• [What is being asked]
Retype the records below exactly as they stand, omitting the pictures.
__________
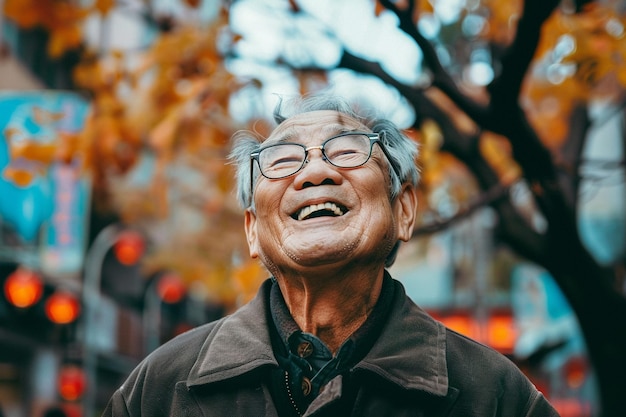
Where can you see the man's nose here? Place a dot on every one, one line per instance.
(316, 170)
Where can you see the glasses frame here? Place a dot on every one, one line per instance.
(373, 137)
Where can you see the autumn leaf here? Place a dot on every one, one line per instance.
(104, 6)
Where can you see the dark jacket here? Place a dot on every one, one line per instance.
(416, 368)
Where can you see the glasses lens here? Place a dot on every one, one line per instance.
(348, 151)
(281, 160)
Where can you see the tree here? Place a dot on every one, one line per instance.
(545, 149)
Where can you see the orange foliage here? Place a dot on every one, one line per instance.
(503, 17)
(442, 174)
(61, 18)
(579, 57)
(158, 136)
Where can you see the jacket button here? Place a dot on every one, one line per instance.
(305, 349)
(306, 386)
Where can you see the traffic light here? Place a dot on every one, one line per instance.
(23, 288)
(32, 307)
(62, 307)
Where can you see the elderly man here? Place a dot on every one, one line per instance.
(328, 196)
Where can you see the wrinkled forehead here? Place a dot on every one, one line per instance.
(314, 126)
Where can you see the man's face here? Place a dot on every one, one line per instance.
(351, 218)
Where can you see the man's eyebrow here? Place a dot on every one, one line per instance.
(326, 130)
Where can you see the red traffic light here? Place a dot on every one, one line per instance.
(23, 288)
(129, 247)
(62, 307)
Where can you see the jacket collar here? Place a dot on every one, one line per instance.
(411, 351)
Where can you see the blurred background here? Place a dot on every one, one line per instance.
(119, 227)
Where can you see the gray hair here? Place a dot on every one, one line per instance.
(402, 150)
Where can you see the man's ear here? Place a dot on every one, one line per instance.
(405, 210)
(251, 232)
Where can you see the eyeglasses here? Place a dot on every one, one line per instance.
(346, 150)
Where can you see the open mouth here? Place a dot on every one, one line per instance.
(319, 210)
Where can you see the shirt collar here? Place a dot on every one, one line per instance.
(410, 351)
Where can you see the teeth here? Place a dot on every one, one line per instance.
(306, 211)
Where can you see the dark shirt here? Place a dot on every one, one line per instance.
(306, 363)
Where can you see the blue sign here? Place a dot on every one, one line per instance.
(44, 198)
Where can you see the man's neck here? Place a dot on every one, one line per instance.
(331, 309)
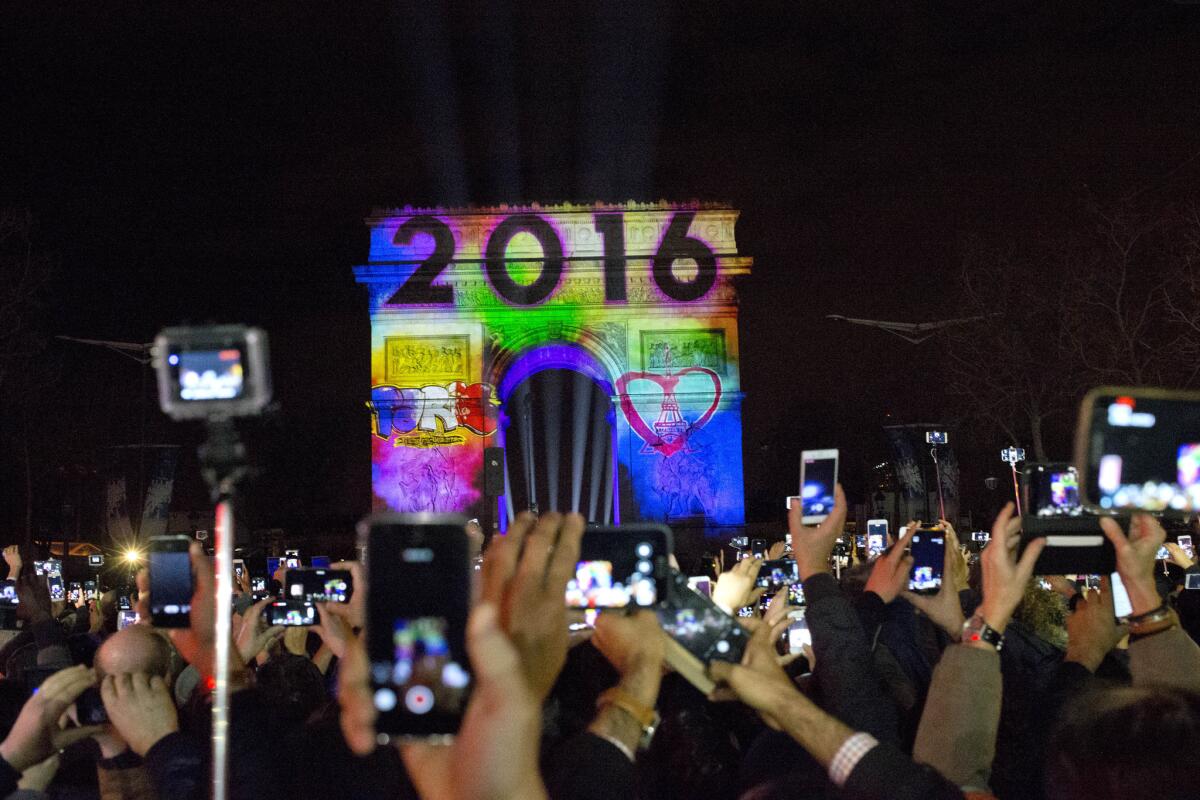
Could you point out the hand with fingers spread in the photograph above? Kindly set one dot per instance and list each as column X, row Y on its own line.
column 735, row 589
column 889, row 576
column 1092, row 627
column 1137, row 558
column 255, row 635
column 1005, row 577
column 943, row 608
column 141, row 708
column 12, row 558
column 36, row 735
column 814, row 546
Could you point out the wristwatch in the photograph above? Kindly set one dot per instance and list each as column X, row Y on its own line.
column 977, row 630
column 646, row 716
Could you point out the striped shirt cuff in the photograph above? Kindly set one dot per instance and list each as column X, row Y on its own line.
column 847, row 757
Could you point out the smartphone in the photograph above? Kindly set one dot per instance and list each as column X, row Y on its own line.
column 928, row 548
column 701, row 585
column 778, row 573
column 796, row 594
column 819, row 476
column 876, row 536
column 1139, row 450
column 291, row 613
column 319, row 585
column 1121, row 605
column 171, row 581
column 621, row 566
column 1185, row 542
column 420, row 674
column 700, row 626
column 90, row 708
column 798, row 635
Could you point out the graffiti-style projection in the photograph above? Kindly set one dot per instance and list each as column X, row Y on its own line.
column 640, row 298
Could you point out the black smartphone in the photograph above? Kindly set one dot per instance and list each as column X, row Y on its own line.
column 90, row 708
column 1139, row 450
column 621, row 566
column 700, row 625
column 171, row 581
column 319, row 585
column 292, row 613
column 419, row 587
column 928, row 548
column 778, row 573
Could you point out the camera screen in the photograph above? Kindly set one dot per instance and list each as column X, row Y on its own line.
column 171, row 583
column 618, row 567
column 293, row 614
column 816, row 493
column 1145, row 453
column 415, row 632
column 209, row 374
column 319, row 585
column 928, row 560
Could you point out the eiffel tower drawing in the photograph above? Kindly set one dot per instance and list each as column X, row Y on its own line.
column 670, row 426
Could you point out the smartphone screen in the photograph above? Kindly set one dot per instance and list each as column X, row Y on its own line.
column 621, row 566
column 319, row 585
column 819, row 476
column 700, row 625
column 1185, row 542
column 1141, row 449
column 798, row 635
column 171, row 582
column 928, row 560
column 778, row 573
column 415, row 637
column 291, row 613
column 1121, row 605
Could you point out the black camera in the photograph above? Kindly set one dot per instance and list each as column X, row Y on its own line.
column 213, row 373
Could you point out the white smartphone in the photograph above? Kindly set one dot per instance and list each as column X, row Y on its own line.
column 819, row 476
column 1121, row 605
column 1185, row 542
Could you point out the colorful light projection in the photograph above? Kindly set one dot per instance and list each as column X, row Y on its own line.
column 466, row 304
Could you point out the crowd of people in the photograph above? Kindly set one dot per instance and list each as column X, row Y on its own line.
column 995, row 686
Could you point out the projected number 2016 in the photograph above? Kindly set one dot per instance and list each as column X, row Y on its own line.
column 676, row 244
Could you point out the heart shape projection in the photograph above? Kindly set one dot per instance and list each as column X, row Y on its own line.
column 666, row 446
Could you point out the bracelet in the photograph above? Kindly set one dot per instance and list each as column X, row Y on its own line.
column 1152, row 615
column 1157, row 625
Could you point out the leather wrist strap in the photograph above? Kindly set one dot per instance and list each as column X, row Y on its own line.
column 616, row 696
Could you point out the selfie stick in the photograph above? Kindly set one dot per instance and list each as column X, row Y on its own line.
column 222, row 458
column 937, row 476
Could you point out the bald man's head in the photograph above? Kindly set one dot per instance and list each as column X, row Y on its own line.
column 137, row 649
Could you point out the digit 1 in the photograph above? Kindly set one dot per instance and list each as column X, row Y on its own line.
column 612, row 228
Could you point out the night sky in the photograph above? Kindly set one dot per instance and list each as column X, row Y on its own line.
column 193, row 163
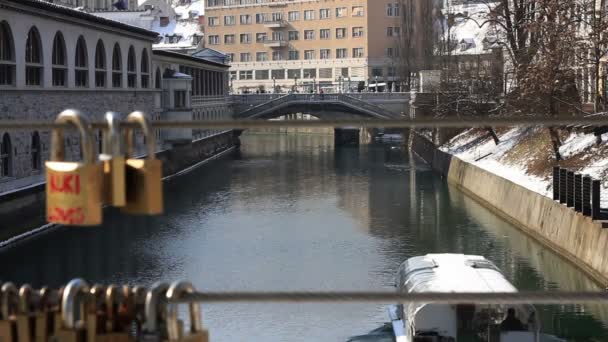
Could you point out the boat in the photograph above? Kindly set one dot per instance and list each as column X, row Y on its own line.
column 423, row 322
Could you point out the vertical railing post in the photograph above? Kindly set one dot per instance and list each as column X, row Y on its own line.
column 563, row 189
column 578, row 193
column 556, row 183
column 586, row 195
column 570, row 187
column 595, row 199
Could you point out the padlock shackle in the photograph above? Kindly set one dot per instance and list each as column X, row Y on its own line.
column 153, row 297
column 9, row 290
column 25, row 298
column 71, row 293
column 57, row 137
column 141, row 119
column 176, row 290
column 111, row 144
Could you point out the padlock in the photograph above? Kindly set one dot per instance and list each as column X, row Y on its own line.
column 144, row 176
column 73, row 189
column 113, row 163
column 26, row 319
column 9, row 303
column 95, row 316
column 155, row 326
column 196, row 333
column 73, row 299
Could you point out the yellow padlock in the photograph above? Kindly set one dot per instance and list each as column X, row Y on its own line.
column 113, row 163
column 73, row 189
column 144, row 176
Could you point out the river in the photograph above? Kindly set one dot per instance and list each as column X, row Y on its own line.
column 291, row 212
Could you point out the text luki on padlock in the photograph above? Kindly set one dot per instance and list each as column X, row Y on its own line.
__________
• [Completed task]
Where can you see the man's nose here? Place a dot on every one, one line per instance.
(316, 170)
Where can you see the glasses frame here? Place a dot on every one, one line per instance.
(373, 137)
Where can you see the autumn leaf here? Place a dot on every one, one line per instance.
(104, 6)
Where can you see the dark jacket here? Place a dot on every one, one line per instance.
(416, 368)
Where can you see the glasses lens here? Place a dot on every one, one line per instance.
(348, 151)
(281, 160)
Where can you see the tree here? Place a dot on every one, one line per instance.
(545, 149)
Where can you see the orange foliage here? Place a dot on every one, one line per instance.
(503, 17)
(442, 174)
(61, 18)
(579, 57)
(158, 136)
Where can you see the jacket button here? Place a dot on every one, one line per instance.
(305, 349)
(306, 386)
Where can you see the traffic light here? Place a dot on every one, one line per instance.
(23, 288)
(32, 307)
(62, 307)
Where can you see the elderly man here? Place a dot on every one, one line per instance.
(328, 196)
Where can you see the wrinkled forehead here? Place a dot on every one, one line per instance.
(314, 126)
Where can you see the man's face here? Place a dot on every one, one line per instance.
(351, 218)
Where can you see the man's eyebrow here? Place a dot on every one, one line per instance.
(326, 130)
Where can you see the red traffic light here? Place a dot on every one, one line per instance.
(23, 288)
(129, 247)
(62, 307)
Where can you see the jacket collar here? Place a dot on every one, one line per instance.
(411, 351)
Where can you see the blurred background here? Place a dot on every one, one line per instance.
(119, 227)
Where can you see the gray hair here? Place a dot on every one, one line per instance.
(402, 150)
Where can you see the man's ear here? Place a dot on every one, one line per instance.
(405, 210)
(251, 232)
Where can you see the eyeglasses here? Place a dot on every one, one line per instance.
(346, 150)
Where can you see the open mouth here? Place a dot on every one, one line per instance.
(319, 210)
Where can you see the shirt collar here? Place a dot on every one, one line per instance.
(410, 351)
Where can you see the teeth here? Place a dot on every one, one line per instance.
(306, 211)
Where can you see the dark shirt here? Place a dot on every one, one line per instance.
(306, 363)
Where can you see the blue sign here? Place a dot on every one, one line per instance.
(44, 198)
Where can you see the man's neck here? Place a dot on every one, one line per instance.
(331, 309)
Could you point out the hand with fingers spread in the photograph above? Kindly set one dot per instance and list each as column X, row Y on its own line.
column 735, row 589
column 889, row 576
column 1092, row 627
column 1137, row 558
column 255, row 635
column 1005, row 577
column 943, row 608
column 141, row 708
column 12, row 558
column 36, row 735
column 814, row 546
Could you point out the wristwatch in the photograph above? Kindly set one dot per instance and list each as column X, row Y on its own line.
column 977, row 630
column 646, row 716
Could you point out the striped shirt cuff in the photograph above? Kindly set one dot per instance and list each as column X, row Y on its own line.
column 847, row 757
Could you point out the smartphone in the photograph above? Kindly set one dot per instance and list each as column X, row Y on its own line.
column 928, row 548
column 701, row 585
column 778, row 573
column 796, row 594
column 819, row 476
column 876, row 536
column 1139, row 450
column 291, row 613
column 319, row 585
column 1121, row 605
column 171, row 581
column 621, row 566
column 1185, row 542
column 420, row 674
column 700, row 626
column 90, row 708
column 798, row 635
Could you point out the graffiti-style projection in the photograph above? Kindly set one dot per instance and list each as column X, row Y on its own line.
column 640, row 298
Could you point out the black smartphone in the photograph above? Kindly set one dot per instance and list each as column X, row Y on its own line.
column 90, row 708
column 1139, row 450
column 621, row 566
column 700, row 625
column 171, row 581
column 319, row 585
column 292, row 613
column 419, row 587
column 928, row 548
column 778, row 573
Could you point out the camera screen in the photograph above? Kindly set one dot per instance and list each as column X, row Y on its own line.
column 171, row 583
column 618, row 567
column 293, row 614
column 816, row 493
column 1145, row 453
column 415, row 632
column 209, row 374
column 319, row 585
column 928, row 560
Could you point out the eiffel tower drawing in the photograph above? Kindly set one dot per instance and list each as column X, row Y on its own line.
column 670, row 426
Could you point out the smartphone screen in the photograph above? Kindly set one dot per instance and list each as column X, row Y on its own line.
column 621, row 566
column 319, row 585
column 819, row 476
column 700, row 625
column 1185, row 542
column 1141, row 449
column 798, row 635
column 171, row 582
column 928, row 560
column 778, row 573
column 415, row 637
column 291, row 613
column 1121, row 605
Could you point out the black camera in the photograph above? Kindly set one dot per instance and list each as column X, row Y on its own line.
column 213, row 373
Could you point out the white smartphone in the photograph above? Kindly set one dot per instance and list each as column X, row Y on its own line.
column 819, row 476
column 1121, row 605
column 1185, row 542
Could you point out the colorful light projection in the photograph above? Kindly set one dot per instance and list each as column X, row Y on its own line.
column 466, row 304
Could you point out the crowd of people in the photograph above? Kindly set one dot per instance and list each as column X, row Y on its own line.
column 995, row 686
Could you point out the projected number 2016 in the photograph above? Kindly set one dot per instance and list each as column X, row Y on its own line.
column 676, row 244
Could you point out the heart shape projection in the photograph above? Kindly set one dot per instance and list each as column X, row Y on its own line.
column 666, row 446
Could you point out the bracelet in the photograph above? Kindly set one dot per instance and list each as column X, row Y on its own line.
column 1152, row 615
column 1157, row 625
Could you point out the leather wrist strap in the photograph above? Kindly set one dot per instance and list each as column X, row Y on its own line.
column 616, row 696
Could you point out the selfie stick in the photograph above? Kindly set one dot per instance and list each as column X, row Y on its own line.
column 222, row 458
column 937, row 476
Could you point out the bald man's head in the photograph above? Kindly set one dot per instance and list each as column X, row Y on its own line.
column 137, row 649
Could you point out the digit 1 in the photograph above? Kindly set one dot per instance and list each as column X, row Y on its own line.
column 612, row 228
Could you point out the night sky in the photograph above? Kindly set one dot per instance and list each as column X, row Y on its own line.
column 193, row 163
Could you point out the boat in the photograph above? Kindly set one dot per instance and list each as column X, row Y on its own line.
column 423, row 322
Could you point out the vertical railing post in the photograph above? Kindly set one dot per instance and list each as column X, row Y on its own line.
column 563, row 189
column 578, row 193
column 556, row 183
column 586, row 195
column 570, row 187
column 595, row 199
Could you point out the padlock shackle in the photograph above? Kindly set one dot per instance and list each as column X, row Y on its own line.
column 153, row 297
column 9, row 290
column 25, row 298
column 71, row 293
column 57, row 137
column 141, row 119
column 176, row 290
column 111, row 144
Could you point out the padlock in the photograph above? Kindly set one dot per instance and list each as column X, row Y on its own line.
column 144, row 176
column 73, row 189
column 113, row 163
column 26, row 319
column 9, row 303
column 95, row 316
column 155, row 326
column 196, row 333
column 73, row 299
Could you point out the yellow padlock in the photograph above? Kindly set one dot per instance and list each as column X, row Y on its own line.
column 113, row 163
column 73, row 189
column 144, row 176
Could you point out the river in the photograph above? Kindly set one dot per instance and list each as column X, row Y on its own line.
column 291, row 212
Could you point out the text luki on padlock in the photograph above? Kindly set one dot per instance and list each as column X, row Y on its own line.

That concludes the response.